## Extract provided
╔══
In general, magnetic field sensor 80 is configured to sense a measurement magnetic field (e.g., magnetic field 110) in a sensing plane approximately parallel to sensing surface 82. In this example, a three-dimensional coordinate system includes an X-axis 112 (rightward and leftward on the page, a Y-axis 114 (into and out of the page), and a Z-axis 116 upward and downward on the page). The sensing plane is thus parallel to X-axis 112 and Y-axis 114, and hence perpendicular to Z-axis 116. As such, magnetic field 110 has an in-plane component, denoted by an arrow 118, in the sensing plane (parallel to X- and Y-axes 112, 114) that is “seen” or detected at sensing surface 82 of magnetic field sensor 80.
Sensor package 74 may additionally be exposed to an unwanted stray magnetic field 120, denoted by dotted lines. Shield structure 86 may be formed from a high permeability soft magnetic material (e.g., Permalloy, dynamo steel sheet, and so forth) and is suitably configured such that stray magnetic field 120 in the plane (e.g., defined by X- and Y-axes 112, 114) parallel to sensing surface 82 will be redirected inside shield structure 86 so as to reduce the influence of stray magnetic field 120 on the measurement of magnetic field 110. However, sensing surface 82 of magnetic field sensor 80 is displaced away from shield structure 86 by spacer 88, in a direction parallel to Z-axis 116 and therefore perpendicular to X- and Y-axes 112, 114. As such, the measurement field (e.g., in-plane component 118 of magnetic field 110) of magnet 72 will not be or will minimally be affected by the presence of shield structure 86.
The reduced influence of stray magnetic field 120 is dependent upon the suppression factor of shield structure 86, and this suppression factor may be due at least in part upon the material properties of shield structure 86, the shape of shield structure 86, the location of shield structure 86 relative to magnetic field sensor 80, the size of magnetic field sensor 80 relative to shield structure 86, the size of shield structure 86 relative to the size of magnet 72, the location of magnetic field sensor 80 relative to magnet 72, and so forth. For example, the distance of the shield structure to the reading point of the magnetic field sensor (e.g., the sensing surface) and the distance of the shield structure to the encoder magnet may have a significant impact on the shielding capability of the shield structure and the magnetic strength of the measurement magnetic field at the reading point of the magnetic field sensor. In another example, although magnet 72 is illustrated as having a diameter (e.g., outer dimension) that is larger than the diameter (outer dimension) of shield structure 86, more effective shielding factors may be achieved when the shield diameter is larger than the diameter of magnet 72. The features that may result in a reduced influence of stray magnetic field 120 on the measurement of magnetic field 110 will be discussed below with various sensor package embodiments described in connection the subsequent
Sensor package 122 includes two magnetic field sensors 124, 126, a lead frame 128, a shield structure 130 (stippled shading), and a spacer 132 (rightward and upward directed wide hatching). Again, shield structure 130 can be formed as a separate structure from magnetic field sensors 124, 126. Each of magnetic field sensors 124, 126 has a first surface 134 and a second surface 136 opposite the first surface 134. First surface 134 is referred to hereinafter as a sensing surface 134 since it is the magnetic sensing point. That is, the magnetic sensing elements of magnetic field sensors 124, 126 are located at sensing surface 134. Although sensor package 122 includes two magnetic field sensors 124, 126 (two sensor dies), alternative embodiments may include a single magnetic field sensor or more than two magnetic field sensors.
╚══
## Task instructions
1. List each factor that the passage on magnetic field sensor shielding names as one the suppression factor of shield structure 86 may depend on.
2. Carry on the passage on magnetic field sensor shielding, beginning after its final sentence.
The records that follow are not needed for anything here.

(Records from a data source)
╔══
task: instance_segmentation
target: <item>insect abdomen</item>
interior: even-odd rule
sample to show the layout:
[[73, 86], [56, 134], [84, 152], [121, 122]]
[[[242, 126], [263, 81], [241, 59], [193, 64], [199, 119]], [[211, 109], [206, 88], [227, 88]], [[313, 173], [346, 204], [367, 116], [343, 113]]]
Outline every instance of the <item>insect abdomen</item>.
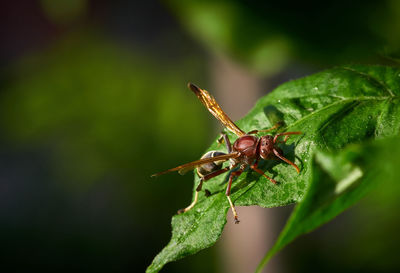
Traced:
[[[209, 152], [205, 153], [201, 157], [201, 159], [203, 159], [203, 158], [211, 158], [211, 157], [215, 157], [215, 156], [218, 156], [218, 155], [225, 155], [225, 153], [218, 152], [218, 151], [209, 151]], [[221, 160], [221, 161], [215, 161], [215, 162], [210, 162], [210, 163], [203, 164], [203, 165], [201, 165], [200, 167], [197, 168], [197, 174], [200, 177], [203, 177], [203, 176], [205, 176], [207, 174], [210, 174], [212, 172], [218, 171], [218, 170], [221, 169], [222, 163], [224, 163], [224, 162], [225, 162], [225, 160], [223, 160], [223, 161]]]

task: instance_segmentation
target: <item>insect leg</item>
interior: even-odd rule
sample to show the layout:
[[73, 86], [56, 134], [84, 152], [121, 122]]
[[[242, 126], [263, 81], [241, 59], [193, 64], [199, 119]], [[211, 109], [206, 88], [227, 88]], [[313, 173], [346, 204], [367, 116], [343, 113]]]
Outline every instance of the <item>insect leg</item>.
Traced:
[[187, 212], [188, 210], [191, 210], [194, 207], [194, 205], [196, 205], [197, 200], [199, 199], [199, 191], [201, 191], [201, 188], [203, 186], [203, 182], [204, 182], [204, 180], [201, 178], [200, 179], [200, 183], [196, 188], [196, 193], [194, 194], [193, 202], [189, 206], [187, 206], [186, 208], [178, 210], [178, 214]]
[[276, 134], [274, 137], [274, 143], [276, 142], [276, 140], [278, 139], [278, 137], [280, 136], [285, 136], [285, 140], [284, 142], [286, 142], [289, 138], [290, 135], [301, 135], [301, 132], [286, 132], [286, 133], [279, 133]]
[[250, 165], [250, 168], [256, 172], [258, 172], [259, 174], [261, 174], [262, 176], [264, 176], [265, 178], [267, 178], [269, 181], [271, 181], [272, 183], [276, 184], [276, 180], [272, 179], [271, 177], [269, 177], [268, 175], [266, 175], [262, 170], [260, 170], [258, 167], [258, 161], [256, 161], [253, 165]]
[[[220, 170], [218, 170], [218, 171], [215, 171], [215, 172], [212, 172], [212, 173], [209, 173], [209, 174], [203, 176], [203, 177], [201, 178], [201, 180], [203, 180], [203, 181], [210, 180], [211, 178], [216, 177], [216, 176], [218, 176], [218, 175], [220, 175], [220, 174], [223, 174], [224, 172], [227, 172], [227, 171], [229, 171], [230, 169], [231, 169], [231, 167], [230, 167], [230, 166], [227, 166], [227, 167], [222, 168], [222, 169], [220, 169]], [[200, 190], [201, 190], [201, 189], [200, 189]]]
[[276, 157], [278, 157], [279, 159], [281, 159], [281, 160], [285, 161], [286, 163], [292, 165], [296, 169], [297, 173], [300, 173], [300, 169], [299, 169], [299, 167], [297, 167], [296, 164], [294, 164], [289, 159], [287, 159], [287, 158], [283, 157], [282, 155], [280, 155], [276, 149], [274, 149], [273, 151], [274, 151], [274, 154], [276, 155]]
[[280, 122], [276, 123], [274, 126], [272, 126], [272, 127], [269, 128], [269, 129], [264, 129], [264, 130], [253, 130], [253, 131], [248, 132], [247, 134], [248, 134], [248, 135], [253, 135], [253, 134], [258, 134], [258, 133], [267, 133], [267, 132], [269, 132], [269, 131], [272, 131], [272, 130], [275, 130], [275, 129], [281, 127], [282, 124], [283, 124], [283, 122], [280, 121]]
[[196, 188], [196, 193], [195, 193], [195, 195], [194, 195], [193, 202], [192, 202], [189, 206], [187, 206], [186, 208], [178, 210], [178, 214], [187, 212], [188, 210], [191, 210], [191, 209], [194, 207], [194, 205], [196, 205], [197, 200], [198, 200], [198, 198], [199, 198], [199, 192], [201, 191], [201, 189], [202, 189], [202, 187], [203, 187], [203, 182], [205, 182], [205, 181], [207, 181], [207, 180], [209, 180], [209, 179], [211, 179], [211, 178], [213, 178], [213, 177], [216, 177], [216, 176], [218, 176], [218, 175], [220, 175], [220, 174], [222, 174], [222, 173], [224, 173], [224, 172], [227, 172], [227, 171], [229, 171], [230, 169], [231, 169], [231, 168], [228, 166], [228, 167], [225, 167], [225, 168], [223, 168], [223, 169], [220, 169], [220, 170], [218, 170], [218, 171], [209, 173], [209, 174], [207, 174], [207, 175], [201, 177], [201, 178], [200, 178], [200, 183], [199, 183], [199, 185], [198, 185], [197, 188]]
[[236, 172], [231, 172], [231, 175], [229, 176], [228, 186], [226, 187], [226, 193], [225, 193], [226, 197], [228, 198], [229, 205], [231, 206], [233, 216], [235, 218], [235, 224], [239, 224], [240, 221], [239, 221], [239, 217], [237, 215], [235, 206], [233, 205], [233, 202], [232, 202], [231, 197], [230, 197], [230, 195], [231, 195], [231, 187], [232, 187], [233, 177], [239, 176], [242, 172], [243, 172], [243, 170], [241, 170], [241, 169], [236, 171]]

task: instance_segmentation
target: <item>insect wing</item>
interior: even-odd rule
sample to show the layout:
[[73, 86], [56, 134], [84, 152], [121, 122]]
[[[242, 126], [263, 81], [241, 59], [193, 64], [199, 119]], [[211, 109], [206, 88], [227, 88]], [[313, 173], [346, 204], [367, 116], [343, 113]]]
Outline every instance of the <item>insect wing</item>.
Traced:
╚══
## Expected answers
1.
- The material properties of shield structure 86
- The shape of shield structure 86
- The location of shield structure 86 relative to magnetic field sensor 80
- The size of magnetic field sensor 80 relative to shield structure 86
- The size of shield structure 86 relative to the size of magnet 72
- The location of magnetic field sensor 80 relative to magnet 72

2.
Lead frame 128 has a mounting area 138 characterized by a first side 140 and a second side 142 opposite the first side 140. Second surface 136 of each of magnetic field sensors 124, 126 is attached to first side 140 of mounting area 138. Bond wires 144 may electrically connect magnetic field sensor 124, 126 to leads 146 of lead frame 128. Additionally, capacitors 150 (represented by rightward and downward narrow hatching) may be connected between certain leads 146 of lead frame 128 to fulfill EMC performance requirements, provide ESD protection, and/or for bridging small interruptions of power.
In the illustrated configuration, spacer 132 may be formed from silicon or any other suitable material. Spacer 132 is interposed between second surface 136 of magnetic field sensors 124, 126 and shield structure 130. More particularly, a first spacer side 148 of spacer 132 is coupled to lead frame 128 at second side 142 of mounting area 138. Shield structure 130 includes a continuous sidewall 152 having a central cavity region 154 bounded by continuous sidewall 152. Continuous sidewall 152 has a first edge 156 and a second edge 158. In some embodiments, first edge 156 may be directly connected to second side 142 of lead frame 128. In other embodiments, first edge 156 may not be directly connected to second side 142 of lead frame 128. Shield structure 130 further includes a plate section 160 coupled to second edge 158 of continuous sidewall 152. Spacer 132 is positioned within central cavity region 154 bounded by continuous sidewall 152, with a second spacer side 162 of spacer 132 being coupled to plate section 160. Magnetic field sensors 124, 126, shield structure 130, spacer 132, mounting area 138 of lead frame 128, bond wires 144, and the ends of leads 146 to which bond wires 144 are attached may be encapsulated in a mold compound 164 to form sensor package 122.
Thus, sensing surface 134 of each of first and second magnetic field sensors 124, 126 is displaced away from shield structure 130 in a direction perpendicular to the X- and Y-axes 112, 114 (
Again, shield structure 130 may be formed from a high permeability soft magnetic material (e.g., Permalloy, dynamo steel sheet, and so forth) and is suitably configured such that stray magnetic field 120 (
Sensor package 166 includes magnetic field sensors 124, 126, shield structure 130, and spacer 132, as described in detail above. In accordance with this illustrated embodiment, sensor package 166 further includes a lead frame 168 disposed between magnetic field sensors 124, 126 and spacer 132. Lead frame 168 has a mounting area 170 characterized by a first side 172 and a second side 174, the second side being opposite the first side 172. Second surface 136 of magnetic field sensors 124, 126 is attached to first side 172 of mounting area 170. Mounting area 170 is disposed away from the remainder of lead frame 168 such that first side 172 of mounting area 170 is surrounded by lead frame sidewalls 176. Thus, in sensor package 166, mounting area 170 is set down toward shield structure 130 to position the magnetic field reading point (e.g., sensing surface 134) of magnetic field sensors 124, 126 closer to or inside central region 154 of shield structure 130. Such a position may enhance the stray field suppression capability of shield structure 130.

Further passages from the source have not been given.